**About this exercise:** Word for word, transcribe all of the records.

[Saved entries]
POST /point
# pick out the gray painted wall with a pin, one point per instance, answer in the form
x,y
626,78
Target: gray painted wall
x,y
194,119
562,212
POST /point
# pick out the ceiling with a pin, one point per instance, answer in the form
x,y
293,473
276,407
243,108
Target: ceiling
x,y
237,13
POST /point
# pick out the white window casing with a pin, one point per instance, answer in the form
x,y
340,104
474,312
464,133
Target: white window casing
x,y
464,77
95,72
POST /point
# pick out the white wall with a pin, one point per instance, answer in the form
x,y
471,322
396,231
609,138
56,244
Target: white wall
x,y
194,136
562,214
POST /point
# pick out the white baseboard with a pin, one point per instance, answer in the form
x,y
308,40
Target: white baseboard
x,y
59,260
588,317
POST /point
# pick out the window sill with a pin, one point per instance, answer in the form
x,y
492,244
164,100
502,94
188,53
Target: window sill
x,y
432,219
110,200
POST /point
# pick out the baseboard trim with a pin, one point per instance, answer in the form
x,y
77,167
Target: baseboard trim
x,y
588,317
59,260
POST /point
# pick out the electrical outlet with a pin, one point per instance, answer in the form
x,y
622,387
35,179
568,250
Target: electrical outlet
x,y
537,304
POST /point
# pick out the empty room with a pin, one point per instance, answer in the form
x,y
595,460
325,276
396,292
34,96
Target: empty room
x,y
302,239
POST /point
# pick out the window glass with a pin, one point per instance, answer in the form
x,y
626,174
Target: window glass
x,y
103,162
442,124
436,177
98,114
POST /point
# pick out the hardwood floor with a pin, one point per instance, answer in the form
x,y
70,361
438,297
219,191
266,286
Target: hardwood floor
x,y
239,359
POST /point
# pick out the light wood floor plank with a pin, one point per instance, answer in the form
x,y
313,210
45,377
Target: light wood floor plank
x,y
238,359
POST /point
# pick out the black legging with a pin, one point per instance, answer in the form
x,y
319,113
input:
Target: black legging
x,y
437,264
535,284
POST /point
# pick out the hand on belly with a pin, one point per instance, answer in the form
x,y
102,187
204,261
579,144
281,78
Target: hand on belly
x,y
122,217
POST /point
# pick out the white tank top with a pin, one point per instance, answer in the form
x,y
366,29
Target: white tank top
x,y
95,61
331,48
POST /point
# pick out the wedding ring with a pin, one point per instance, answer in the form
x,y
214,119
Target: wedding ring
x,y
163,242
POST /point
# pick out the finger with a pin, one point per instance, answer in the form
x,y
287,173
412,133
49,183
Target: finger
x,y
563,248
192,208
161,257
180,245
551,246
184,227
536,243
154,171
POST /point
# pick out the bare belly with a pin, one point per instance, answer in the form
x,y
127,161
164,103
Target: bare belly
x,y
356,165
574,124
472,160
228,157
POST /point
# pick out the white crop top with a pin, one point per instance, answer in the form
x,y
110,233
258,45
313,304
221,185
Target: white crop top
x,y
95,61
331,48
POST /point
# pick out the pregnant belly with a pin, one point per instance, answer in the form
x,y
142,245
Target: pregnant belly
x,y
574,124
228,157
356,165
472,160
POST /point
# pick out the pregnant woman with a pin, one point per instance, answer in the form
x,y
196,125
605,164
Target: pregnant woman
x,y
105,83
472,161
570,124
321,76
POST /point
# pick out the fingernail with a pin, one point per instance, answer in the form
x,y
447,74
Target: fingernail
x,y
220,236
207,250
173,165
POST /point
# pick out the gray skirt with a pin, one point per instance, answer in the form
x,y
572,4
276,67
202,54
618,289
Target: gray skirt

**Output of the task:**
POST /point
# pick out the gray painted wall with a pin, one point per instance, answer in the form
x,y
626,78
Target: gray painted wall
x,y
194,119
562,212
POST /point
# pick out the ceiling with a pin, one point per instance, answer in the form
x,y
293,473
276,407
243,108
Target: ceiling
x,y
237,13
POST /point
# pick out the white window casing with a pin, one point per instance, answer in the form
x,y
340,104
474,312
464,133
Target: white window casing
x,y
464,77
95,72
POST /point
# pick out the white wall with a pin, one point per instance, answer in the form
x,y
471,322
396,231
609,138
56,244
Target: white wall
x,y
194,136
562,214
POST /point
# pick out the white baseboard with a pin, one point per instance, answer in the form
x,y
308,40
Target: white baseboard
x,y
59,260
588,317
POST /point
# pick out the window sill with a pin, one point per instance, answer in the form
x,y
492,244
164,100
502,94
188,53
Target: window sill
x,y
432,219
110,200
POST /point
# pick out the baseboard trim with a pin, one point per instance, answer in the form
x,y
77,167
Target: baseboard trim
x,y
588,317
59,260
POST /point
# pick out the electrical outlet with a pin, one point per instance, answer in the form
x,y
622,387
35,179
568,250
Target: electrical outlet
x,y
537,304
POST /point
# pick out the empty room with a pin, one point per instance, answer in the form
x,y
595,460
325,276
396,292
34,96
Target: empty room
x,y
302,239
POST /point
# pick out the window glass with a pin, one point per instance, answer in the form
x,y
626,174
Target: window glass
x,y
103,162
442,124
436,177
98,114
POST /point
# pick out the hardwood floor with a pin, one point per instance, answer in the form
x,y
70,361
438,297
219,191
266,286
Target: hardwood floor
x,y
239,359
POST /point
# pick out the light wood floor plank with a pin, one point per instance, answer in the form
x,y
313,210
45,377
Target: light wood floor plank
x,y
238,359
POST /point
# pick out the black legging with a pin, one point per instance, answer in the form
x,y
319,113
input:
Target: black legging
x,y
437,264
535,284
POST /point
# pick out the hand on belly with a pin, one point per instance, answer in the form
x,y
102,187
204,261
579,144
281,78
Target: hand on belly
x,y
122,217
POST /point
# pick out the white tank top with a pin, one point per instance, answer in the form
x,y
366,29
Target: white tank top
x,y
95,61
331,48
POST /point
# pick out the wedding ring with a pin, one point per instance, answer in the form
x,y
214,119
Target: wedding ring
x,y
163,242
POST /point
# pick out the finger with a pin, one point per instance, answer in the form
x,y
287,173
412,133
49,183
Target: finger
x,y
563,248
192,208
161,257
180,245
551,246
184,227
536,243
154,171
POST /point
# pick out the bare belly with a pin, one point per instance, answer in the form
x,y
127,161
164,103
Target: bare belly
x,y
356,165
574,124
472,160
228,157
POST /point
# pick out the white crop top with a pin, one point per instance, answer in the form
x,y
110,233
258,45
313,304
221,185
Target: white crop top
x,y
95,61
331,48
POST /point
# pick out the pregnant belly with a pin, one point per instance, answer in the form
x,y
142,245
Target: pregnant belly
x,y
574,124
228,157
356,165
472,160
POST /point
# pick out the pregnant woman with a pin, one point per instance, answer in the form
x,y
196,125
605,164
Target: pregnant woman
x,y
105,83
472,161
570,124
321,76
POST /point
# pick out the fingernail with a pin, one point per instance, answer in the form
x,y
447,74
Target: fingernail
x,y
220,236
207,250
173,165
POST /point
# pick out the gray skirt with a pin, one point per instance, answer in the form
x,y
572,4
276,67
202,54
618,289
Target: gray skirt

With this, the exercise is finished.